**Aim of the task:**
Which lines in the records below contain the string "bowl"? Return each of those lines unchanged.

Extracted records
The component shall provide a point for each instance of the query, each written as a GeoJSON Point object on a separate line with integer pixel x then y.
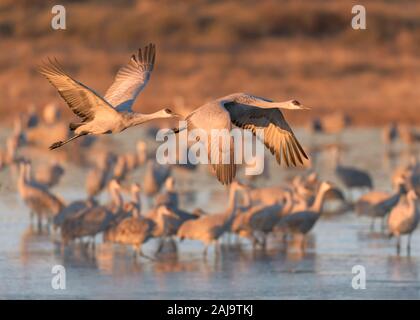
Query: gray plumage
{"type": "Point", "coordinates": [111, 113]}
{"type": "Point", "coordinates": [251, 113]}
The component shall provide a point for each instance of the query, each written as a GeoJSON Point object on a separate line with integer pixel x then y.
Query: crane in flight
{"type": "Point", "coordinates": [263, 117]}
{"type": "Point", "coordinates": [111, 113]}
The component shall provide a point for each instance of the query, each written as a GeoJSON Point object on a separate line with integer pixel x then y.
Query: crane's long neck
{"type": "Point", "coordinates": [117, 200]}
{"type": "Point", "coordinates": [136, 118]}
{"type": "Point", "coordinates": [136, 198]}
{"type": "Point", "coordinates": [22, 179]}
{"type": "Point", "coordinates": [319, 201]}
{"type": "Point", "coordinates": [412, 208]}
{"type": "Point", "coordinates": [247, 199]}
{"type": "Point", "coordinates": [232, 207]}
{"type": "Point", "coordinates": [288, 205]}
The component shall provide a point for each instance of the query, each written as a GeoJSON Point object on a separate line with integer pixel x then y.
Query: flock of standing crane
{"type": "Point", "coordinates": [286, 211]}
{"type": "Point", "coordinates": [289, 210]}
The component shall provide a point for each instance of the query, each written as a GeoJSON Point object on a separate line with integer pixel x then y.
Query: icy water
{"type": "Point", "coordinates": [324, 271]}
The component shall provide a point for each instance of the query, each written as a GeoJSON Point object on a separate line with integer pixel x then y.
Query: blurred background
{"type": "Point", "coordinates": [280, 49]}
{"type": "Point", "coordinates": [362, 137]}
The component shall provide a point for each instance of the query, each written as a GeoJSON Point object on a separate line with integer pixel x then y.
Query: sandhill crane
{"type": "Point", "coordinates": [37, 197]}
{"type": "Point", "coordinates": [209, 228]}
{"type": "Point", "coordinates": [111, 113]}
{"type": "Point", "coordinates": [301, 222]}
{"type": "Point", "coordinates": [72, 209]}
{"type": "Point", "coordinates": [390, 133]}
{"type": "Point", "coordinates": [51, 114]}
{"type": "Point", "coordinates": [170, 196]}
{"type": "Point", "coordinates": [404, 219]}
{"type": "Point", "coordinates": [257, 220]}
{"type": "Point", "coordinates": [251, 113]}
{"type": "Point", "coordinates": [134, 229]}
{"type": "Point", "coordinates": [93, 220]}
{"type": "Point", "coordinates": [49, 174]}
{"type": "Point", "coordinates": [377, 204]}
{"type": "Point", "coordinates": [120, 168]}
{"type": "Point", "coordinates": [31, 118]}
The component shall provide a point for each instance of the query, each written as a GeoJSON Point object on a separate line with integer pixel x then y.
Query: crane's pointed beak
{"type": "Point", "coordinates": [304, 108]}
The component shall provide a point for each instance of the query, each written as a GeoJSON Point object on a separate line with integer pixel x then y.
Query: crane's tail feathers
{"type": "Point", "coordinates": [58, 144]}
{"type": "Point", "coordinates": [73, 126]}
{"type": "Point", "coordinates": [174, 131]}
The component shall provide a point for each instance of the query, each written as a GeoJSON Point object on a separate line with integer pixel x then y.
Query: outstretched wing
{"type": "Point", "coordinates": [82, 100]}
{"type": "Point", "coordinates": [277, 134]}
{"type": "Point", "coordinates": [131, 79]}
{"type": "Point", "coordinates": [213, 118]}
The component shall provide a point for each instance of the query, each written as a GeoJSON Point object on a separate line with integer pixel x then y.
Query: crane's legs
{"type": "Point", "coordinates": [409, 244]}
{"type": "Point", "coordinates": [58, 144]}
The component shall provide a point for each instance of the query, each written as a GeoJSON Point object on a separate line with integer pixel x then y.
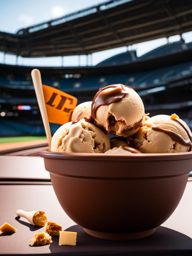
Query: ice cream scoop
{"type": "Point", "coordinates": [82, 110]}
{"type": "Point", "coordinates": [164, 134]}
{"type": "Point", "coordinates": [81, 136]}
{"type": "Point", "coordinates": [122, 150]}
{"type": "Point", "coordinates": [118, 109]}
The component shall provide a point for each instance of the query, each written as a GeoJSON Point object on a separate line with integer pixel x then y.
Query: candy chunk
{"type": "Point", "coordinates": [37, 218]}
{"type": "Point", "coordinates": [40, 239]}
{"type": "Point", "coordinates": [7, 228]}
{"type": "Point", "coordinates": [67, 238]}
{"type": "Point", "coordinates": [52, 228]}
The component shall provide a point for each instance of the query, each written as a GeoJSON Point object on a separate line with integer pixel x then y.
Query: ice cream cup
{"type": "Point", "coordinates": [116, 196]}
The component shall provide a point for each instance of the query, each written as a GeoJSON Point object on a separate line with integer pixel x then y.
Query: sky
{"type": "Point", "coordinates": [17, 14]}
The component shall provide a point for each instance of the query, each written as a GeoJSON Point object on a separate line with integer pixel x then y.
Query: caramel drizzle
{"type": "Point", "coordinates": [106, 97]}
{"type": "Point", "coordinates": [129, 149]}
{"type": "Point", "coordinates": [174, 136]}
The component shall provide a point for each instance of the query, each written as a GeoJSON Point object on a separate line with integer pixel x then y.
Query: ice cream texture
{"type": "Point", "coordinates": [118, 109]}
{"type": "Point", "coordinates": [122, 150]}
{"type": "Point", "coordinates": [82, 110]}
{"type": "Point", "coordinates": [164, 134]}
{"type": "Point", "coordinates": [81, 136]}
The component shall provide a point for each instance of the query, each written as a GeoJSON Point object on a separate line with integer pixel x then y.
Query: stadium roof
{"type": "Point", "coordinates": [111, 24]}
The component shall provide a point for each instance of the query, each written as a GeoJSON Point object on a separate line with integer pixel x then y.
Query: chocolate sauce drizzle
{"type": "Point", "coordinates": [176, 137]}
{"type": "Point", "coordinates": [129, 149]}
{"type": "Point", "coordinates": [105, 97]}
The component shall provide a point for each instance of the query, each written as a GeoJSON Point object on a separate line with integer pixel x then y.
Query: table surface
{"type": "Point", "coordinates": [25, 184]}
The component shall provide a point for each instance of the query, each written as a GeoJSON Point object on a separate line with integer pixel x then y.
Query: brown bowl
{"type": "Point", "coordinates": [116, 196]}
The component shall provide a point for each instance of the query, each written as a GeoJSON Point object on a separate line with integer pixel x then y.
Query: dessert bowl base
{"type": "Point", "coordinates": [119, 236]}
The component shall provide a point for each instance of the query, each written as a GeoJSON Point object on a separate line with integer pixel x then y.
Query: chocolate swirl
{"type": "Point", "coordinates": [176, 137]}
{"type": "Point", "coordinates": [108, 95]}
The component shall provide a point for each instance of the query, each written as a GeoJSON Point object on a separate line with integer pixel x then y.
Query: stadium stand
{"type": "Point", "coordinates": [160, 88]}
{"type": "Point", "coordinates": [163, 76]}
{"type": "Point", "coordinates": [105, 26]}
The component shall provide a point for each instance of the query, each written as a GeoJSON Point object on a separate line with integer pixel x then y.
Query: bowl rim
{"type": "Point", "coordinates": [101, 156]}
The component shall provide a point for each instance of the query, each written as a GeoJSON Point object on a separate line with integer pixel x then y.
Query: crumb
{"type": "Point", "coordinates": [67, 238]}
{"type": "Point", "coordinates": [7, 228]}
{"type": "Point", "coordinates": [41, 239]}
{"type": "Point", "coordinates": [40, 218]}
{"type": "Point", "coordinates": [52, 228]}
{"type": "Point", "coordinates": [174, 116]}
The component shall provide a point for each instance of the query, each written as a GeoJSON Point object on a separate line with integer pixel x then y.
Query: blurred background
{"type": "Point", "coordinates": [81, 46]}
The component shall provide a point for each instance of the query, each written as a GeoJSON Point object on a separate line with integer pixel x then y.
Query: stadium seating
{"type": "Point", "coordinates": [159, 86]}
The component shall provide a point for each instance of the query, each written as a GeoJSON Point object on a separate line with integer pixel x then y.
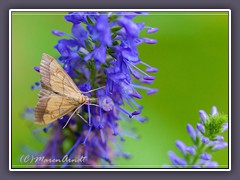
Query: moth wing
{"type": "Point", "coordinates": [52, 106]}
{"type": "Point", "coordinates": [53, 77]}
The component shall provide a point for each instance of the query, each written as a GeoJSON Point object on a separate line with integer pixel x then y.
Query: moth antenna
{"type": "Point", "coordinates": [93, 90]}
{"type": "Point", "coordinates": [94, 105]}
{"type": "Point", "coordinates": [82, 118]}
{"type": "Point", "coordinates": [73, 114]}
{"type": "Point", "coordinates": [53, 97]}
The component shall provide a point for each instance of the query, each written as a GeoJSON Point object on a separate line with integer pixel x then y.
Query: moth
{"type": "Point", "coordinates": [59, 94]}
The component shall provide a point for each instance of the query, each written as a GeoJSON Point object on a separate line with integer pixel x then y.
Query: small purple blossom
{"type": "Point", "coordinates": [206, 139]}
{"type": "Point", "coordinates": [191, 131]}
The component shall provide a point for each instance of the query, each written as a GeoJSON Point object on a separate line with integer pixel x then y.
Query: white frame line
{"type": "Point", "coordinates": [114, 10]}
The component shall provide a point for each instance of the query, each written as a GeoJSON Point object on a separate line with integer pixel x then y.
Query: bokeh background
{"type": "Point", "coordinates": [192, 57]}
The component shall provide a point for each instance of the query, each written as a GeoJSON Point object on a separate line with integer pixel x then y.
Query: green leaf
{"type": "Point", "coordinates": [115, 29]}
{"type": "Point", "coordinates": [89, 20]}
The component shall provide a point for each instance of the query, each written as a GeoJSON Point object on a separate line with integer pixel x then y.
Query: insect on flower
{"type": "Point", "coordinates": [59, 94]}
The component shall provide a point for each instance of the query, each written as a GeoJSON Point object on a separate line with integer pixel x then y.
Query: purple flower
{"type": "Point", "coordinates": [205, 138]}
{"type": "Point", "coordinates": [100, 52]}
{"type": "Point", "coordinates": [191, 131]}
{"type": "Point", "coordinates": [203, 116]}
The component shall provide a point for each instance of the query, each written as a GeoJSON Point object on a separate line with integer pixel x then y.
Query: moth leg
{"type": "Point", "coordinates": [93, 90]}
{"type": "Point", "coordinates": [94, 105]}
{"type": "Point", "coordinates": [82, 118]}
{"type": "Point", "coordinates": [73, 114]}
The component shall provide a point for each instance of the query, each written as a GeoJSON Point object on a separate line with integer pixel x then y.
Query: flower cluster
{"type": "Point", "coordinates": [205, 138]}
{"type": "Point", "coordinates": [100, 52]}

**Solved problem:**
Query: brown bowl
Query: dessert bowl base
Query: bowl rim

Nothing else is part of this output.